■ What you are asked to do
Starting at the first entry below, repeat all the data word for word and drop the pictures.

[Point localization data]
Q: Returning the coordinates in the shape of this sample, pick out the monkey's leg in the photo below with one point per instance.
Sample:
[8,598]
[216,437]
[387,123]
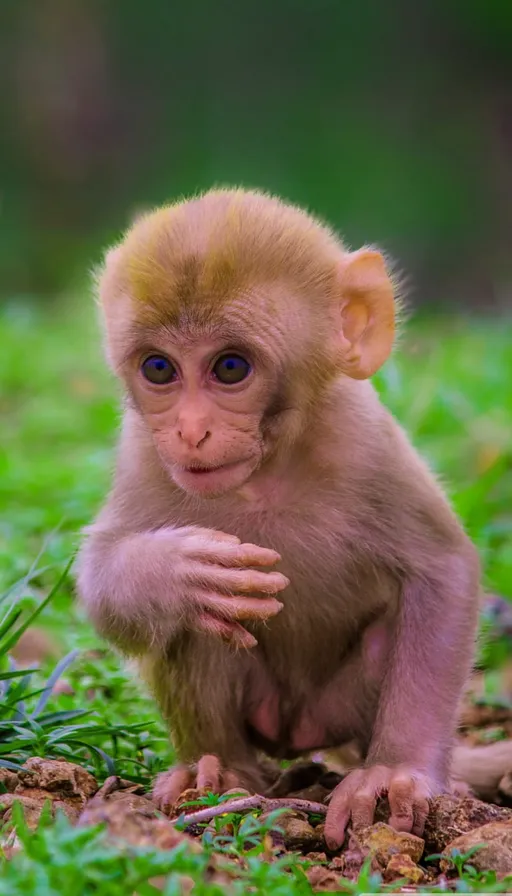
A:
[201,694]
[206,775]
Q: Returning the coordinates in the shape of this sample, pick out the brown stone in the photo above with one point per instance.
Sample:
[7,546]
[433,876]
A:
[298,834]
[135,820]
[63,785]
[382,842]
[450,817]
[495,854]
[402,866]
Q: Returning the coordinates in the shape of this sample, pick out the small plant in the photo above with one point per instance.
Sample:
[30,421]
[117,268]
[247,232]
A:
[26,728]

■ Answer
Q: Returning the coordinates in the shape of this sample, pick out the monkey's leg in the photo below with one point per instance.
Sample:
[8,598]
[216,437]
[387,123]
A:
[201,694]
[206,775]
Q: Returning the coordinates in the shape of this sample, pick out the brown stone in the photo above with one point per instance.
Sample:
[7,546]
[433,876]
A:
[298,834]
[135,820]
[63,785]
[382,842]
[450,817]
[495,854]
[402,866]
Q: Returning the coordinates in the shape of this sample, pick out the small plant in the photo above with one point per instance.
Sample:
[30,421]
[117,268]
[247,232]
A:
[26,728]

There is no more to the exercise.